» **Task brief**
Count the lines below that carry the word "blurred". Answer with that number alone.

» **Provided records**
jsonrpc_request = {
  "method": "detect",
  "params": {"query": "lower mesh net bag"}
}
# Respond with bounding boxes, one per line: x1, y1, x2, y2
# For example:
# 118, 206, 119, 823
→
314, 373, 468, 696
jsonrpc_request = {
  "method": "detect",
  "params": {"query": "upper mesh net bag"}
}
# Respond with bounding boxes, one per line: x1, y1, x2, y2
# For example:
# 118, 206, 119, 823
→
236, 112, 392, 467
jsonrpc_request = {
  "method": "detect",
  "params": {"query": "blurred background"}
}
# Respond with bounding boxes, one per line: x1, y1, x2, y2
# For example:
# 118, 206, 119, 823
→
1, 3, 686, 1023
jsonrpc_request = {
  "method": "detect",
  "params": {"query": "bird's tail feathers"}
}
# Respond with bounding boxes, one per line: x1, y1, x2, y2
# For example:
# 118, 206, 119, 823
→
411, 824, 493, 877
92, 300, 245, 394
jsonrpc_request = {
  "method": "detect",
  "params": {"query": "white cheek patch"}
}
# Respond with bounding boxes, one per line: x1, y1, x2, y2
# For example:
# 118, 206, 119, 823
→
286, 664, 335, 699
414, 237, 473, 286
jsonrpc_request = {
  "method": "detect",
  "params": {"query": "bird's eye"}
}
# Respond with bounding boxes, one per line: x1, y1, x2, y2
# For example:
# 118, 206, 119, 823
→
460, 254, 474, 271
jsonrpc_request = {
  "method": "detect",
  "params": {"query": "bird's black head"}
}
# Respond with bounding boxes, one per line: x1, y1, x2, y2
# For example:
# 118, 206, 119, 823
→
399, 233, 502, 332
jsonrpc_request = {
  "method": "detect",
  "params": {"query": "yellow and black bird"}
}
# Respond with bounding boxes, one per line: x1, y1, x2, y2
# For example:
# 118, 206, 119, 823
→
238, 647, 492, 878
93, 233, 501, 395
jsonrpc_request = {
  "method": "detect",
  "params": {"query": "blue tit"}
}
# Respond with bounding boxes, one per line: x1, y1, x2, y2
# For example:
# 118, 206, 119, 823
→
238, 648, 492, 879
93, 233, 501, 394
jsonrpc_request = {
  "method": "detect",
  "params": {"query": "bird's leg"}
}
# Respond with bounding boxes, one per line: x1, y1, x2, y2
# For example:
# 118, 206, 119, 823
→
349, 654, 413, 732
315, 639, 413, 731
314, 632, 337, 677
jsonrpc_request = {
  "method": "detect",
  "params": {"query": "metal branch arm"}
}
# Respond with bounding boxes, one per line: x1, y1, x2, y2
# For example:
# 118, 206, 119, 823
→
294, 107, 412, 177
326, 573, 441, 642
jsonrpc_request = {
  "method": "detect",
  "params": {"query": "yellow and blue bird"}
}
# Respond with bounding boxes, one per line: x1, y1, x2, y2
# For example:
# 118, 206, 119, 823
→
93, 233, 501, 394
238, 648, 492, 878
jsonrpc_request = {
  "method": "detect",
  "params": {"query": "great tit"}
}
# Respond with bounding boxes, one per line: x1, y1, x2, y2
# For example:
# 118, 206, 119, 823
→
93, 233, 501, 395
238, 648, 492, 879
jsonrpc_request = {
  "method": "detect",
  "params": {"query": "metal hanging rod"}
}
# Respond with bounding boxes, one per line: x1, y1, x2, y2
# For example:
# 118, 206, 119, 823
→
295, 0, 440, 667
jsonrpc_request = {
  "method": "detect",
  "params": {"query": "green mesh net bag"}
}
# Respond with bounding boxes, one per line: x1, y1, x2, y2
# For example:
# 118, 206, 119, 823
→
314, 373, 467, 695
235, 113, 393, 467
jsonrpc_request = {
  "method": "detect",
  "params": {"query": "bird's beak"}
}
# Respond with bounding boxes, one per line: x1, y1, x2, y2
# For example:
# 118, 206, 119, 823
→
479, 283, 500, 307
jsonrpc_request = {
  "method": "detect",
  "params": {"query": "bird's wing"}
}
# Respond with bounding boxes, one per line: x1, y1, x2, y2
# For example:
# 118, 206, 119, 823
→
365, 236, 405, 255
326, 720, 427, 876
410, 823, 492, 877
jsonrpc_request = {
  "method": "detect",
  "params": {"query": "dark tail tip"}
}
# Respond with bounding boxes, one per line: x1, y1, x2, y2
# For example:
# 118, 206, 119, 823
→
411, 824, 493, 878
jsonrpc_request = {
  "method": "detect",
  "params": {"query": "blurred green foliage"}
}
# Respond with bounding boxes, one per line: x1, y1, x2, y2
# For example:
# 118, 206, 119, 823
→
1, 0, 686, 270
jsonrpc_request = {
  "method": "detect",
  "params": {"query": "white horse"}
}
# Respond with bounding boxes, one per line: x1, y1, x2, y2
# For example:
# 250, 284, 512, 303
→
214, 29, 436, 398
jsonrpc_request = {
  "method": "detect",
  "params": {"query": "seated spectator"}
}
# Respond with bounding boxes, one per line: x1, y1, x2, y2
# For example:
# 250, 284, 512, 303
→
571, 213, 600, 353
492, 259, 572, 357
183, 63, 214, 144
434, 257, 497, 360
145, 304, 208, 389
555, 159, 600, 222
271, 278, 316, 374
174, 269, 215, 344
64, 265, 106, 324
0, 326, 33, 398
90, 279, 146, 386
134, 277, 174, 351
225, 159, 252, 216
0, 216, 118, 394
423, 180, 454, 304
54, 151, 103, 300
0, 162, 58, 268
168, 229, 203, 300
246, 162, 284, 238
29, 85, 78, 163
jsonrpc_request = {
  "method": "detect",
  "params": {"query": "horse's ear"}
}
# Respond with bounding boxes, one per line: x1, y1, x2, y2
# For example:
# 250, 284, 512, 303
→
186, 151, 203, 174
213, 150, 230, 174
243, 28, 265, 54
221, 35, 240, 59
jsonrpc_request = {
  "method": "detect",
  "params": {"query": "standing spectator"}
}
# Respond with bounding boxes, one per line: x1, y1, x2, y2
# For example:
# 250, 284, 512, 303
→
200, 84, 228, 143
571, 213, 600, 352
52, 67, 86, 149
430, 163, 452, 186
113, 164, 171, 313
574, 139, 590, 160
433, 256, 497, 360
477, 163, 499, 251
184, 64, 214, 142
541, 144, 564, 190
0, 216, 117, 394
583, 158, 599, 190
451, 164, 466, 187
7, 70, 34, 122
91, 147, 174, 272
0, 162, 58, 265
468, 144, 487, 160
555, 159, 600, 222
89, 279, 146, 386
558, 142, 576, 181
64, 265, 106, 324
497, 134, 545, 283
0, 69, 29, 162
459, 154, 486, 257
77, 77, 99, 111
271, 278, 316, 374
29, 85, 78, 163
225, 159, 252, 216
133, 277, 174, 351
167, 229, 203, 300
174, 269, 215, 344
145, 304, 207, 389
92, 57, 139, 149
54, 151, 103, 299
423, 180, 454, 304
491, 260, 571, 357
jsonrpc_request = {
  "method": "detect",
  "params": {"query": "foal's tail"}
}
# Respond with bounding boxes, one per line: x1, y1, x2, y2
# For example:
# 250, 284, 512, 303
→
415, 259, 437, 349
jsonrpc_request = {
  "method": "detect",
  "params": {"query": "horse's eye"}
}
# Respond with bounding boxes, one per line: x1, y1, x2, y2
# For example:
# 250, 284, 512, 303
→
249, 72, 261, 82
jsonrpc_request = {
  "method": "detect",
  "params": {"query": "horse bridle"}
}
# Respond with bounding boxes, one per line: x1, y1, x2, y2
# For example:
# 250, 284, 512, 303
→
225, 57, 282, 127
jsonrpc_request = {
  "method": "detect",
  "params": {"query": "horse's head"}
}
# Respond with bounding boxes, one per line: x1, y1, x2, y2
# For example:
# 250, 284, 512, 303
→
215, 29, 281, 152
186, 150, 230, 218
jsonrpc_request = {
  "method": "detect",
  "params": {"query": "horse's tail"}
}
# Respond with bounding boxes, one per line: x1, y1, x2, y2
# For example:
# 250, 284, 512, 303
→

---

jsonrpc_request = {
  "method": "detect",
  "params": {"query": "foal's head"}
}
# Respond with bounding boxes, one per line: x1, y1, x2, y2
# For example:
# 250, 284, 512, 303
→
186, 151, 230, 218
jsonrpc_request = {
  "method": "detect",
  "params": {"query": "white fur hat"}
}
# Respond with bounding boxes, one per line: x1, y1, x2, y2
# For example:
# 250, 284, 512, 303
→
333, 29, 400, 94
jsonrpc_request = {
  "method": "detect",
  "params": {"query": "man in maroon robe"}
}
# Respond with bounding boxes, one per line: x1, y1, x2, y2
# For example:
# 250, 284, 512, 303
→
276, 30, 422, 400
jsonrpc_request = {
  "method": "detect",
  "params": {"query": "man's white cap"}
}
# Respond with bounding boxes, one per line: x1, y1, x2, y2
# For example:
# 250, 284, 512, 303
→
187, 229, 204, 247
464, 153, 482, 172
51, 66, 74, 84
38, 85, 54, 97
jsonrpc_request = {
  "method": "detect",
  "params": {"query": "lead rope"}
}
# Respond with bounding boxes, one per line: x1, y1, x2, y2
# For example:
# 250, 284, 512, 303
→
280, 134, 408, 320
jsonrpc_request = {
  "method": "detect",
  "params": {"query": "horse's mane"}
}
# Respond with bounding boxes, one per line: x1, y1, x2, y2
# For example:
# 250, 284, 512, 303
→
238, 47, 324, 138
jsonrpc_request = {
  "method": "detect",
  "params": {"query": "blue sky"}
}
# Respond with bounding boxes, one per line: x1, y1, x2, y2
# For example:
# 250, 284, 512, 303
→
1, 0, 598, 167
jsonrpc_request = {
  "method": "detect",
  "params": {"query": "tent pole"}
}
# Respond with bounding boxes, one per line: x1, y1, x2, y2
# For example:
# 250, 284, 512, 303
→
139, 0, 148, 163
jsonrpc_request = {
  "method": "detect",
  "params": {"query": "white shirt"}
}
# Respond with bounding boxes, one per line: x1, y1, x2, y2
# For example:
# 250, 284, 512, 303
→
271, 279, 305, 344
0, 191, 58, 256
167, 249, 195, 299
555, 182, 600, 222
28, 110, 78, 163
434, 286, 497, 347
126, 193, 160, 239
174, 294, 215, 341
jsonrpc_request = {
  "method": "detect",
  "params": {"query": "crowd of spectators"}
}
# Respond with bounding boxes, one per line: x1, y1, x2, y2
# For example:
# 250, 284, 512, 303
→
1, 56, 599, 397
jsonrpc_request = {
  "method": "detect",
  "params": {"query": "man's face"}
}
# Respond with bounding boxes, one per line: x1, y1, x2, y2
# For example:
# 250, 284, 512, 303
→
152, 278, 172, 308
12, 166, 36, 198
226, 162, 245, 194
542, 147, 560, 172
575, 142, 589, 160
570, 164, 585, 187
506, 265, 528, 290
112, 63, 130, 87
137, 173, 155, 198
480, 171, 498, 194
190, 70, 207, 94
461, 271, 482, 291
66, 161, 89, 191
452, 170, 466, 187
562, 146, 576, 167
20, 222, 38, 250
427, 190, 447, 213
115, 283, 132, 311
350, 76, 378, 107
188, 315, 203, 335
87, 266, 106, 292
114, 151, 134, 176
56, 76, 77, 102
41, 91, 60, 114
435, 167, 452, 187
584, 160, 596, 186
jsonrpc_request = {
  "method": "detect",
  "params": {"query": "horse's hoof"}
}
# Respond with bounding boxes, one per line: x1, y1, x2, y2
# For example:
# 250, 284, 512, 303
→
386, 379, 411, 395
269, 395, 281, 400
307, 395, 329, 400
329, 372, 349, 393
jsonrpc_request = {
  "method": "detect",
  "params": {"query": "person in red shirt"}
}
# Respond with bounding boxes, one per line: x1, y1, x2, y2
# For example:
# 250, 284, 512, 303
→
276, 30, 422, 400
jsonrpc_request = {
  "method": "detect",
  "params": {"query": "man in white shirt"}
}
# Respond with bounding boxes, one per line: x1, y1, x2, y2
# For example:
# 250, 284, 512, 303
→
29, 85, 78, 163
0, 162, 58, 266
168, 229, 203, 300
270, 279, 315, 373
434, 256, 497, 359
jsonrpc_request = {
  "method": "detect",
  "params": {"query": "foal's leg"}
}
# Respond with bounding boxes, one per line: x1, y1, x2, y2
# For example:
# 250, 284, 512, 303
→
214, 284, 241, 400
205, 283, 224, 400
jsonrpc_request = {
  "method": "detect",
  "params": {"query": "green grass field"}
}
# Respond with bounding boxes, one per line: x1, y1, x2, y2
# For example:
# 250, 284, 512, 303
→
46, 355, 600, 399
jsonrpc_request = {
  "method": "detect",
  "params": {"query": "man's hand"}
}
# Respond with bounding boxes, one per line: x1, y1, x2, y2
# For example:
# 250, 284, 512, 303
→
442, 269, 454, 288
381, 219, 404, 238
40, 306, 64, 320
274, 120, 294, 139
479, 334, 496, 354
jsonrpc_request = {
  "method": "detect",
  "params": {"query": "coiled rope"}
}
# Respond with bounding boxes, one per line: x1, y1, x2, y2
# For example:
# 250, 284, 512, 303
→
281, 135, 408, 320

» **Your solution**
2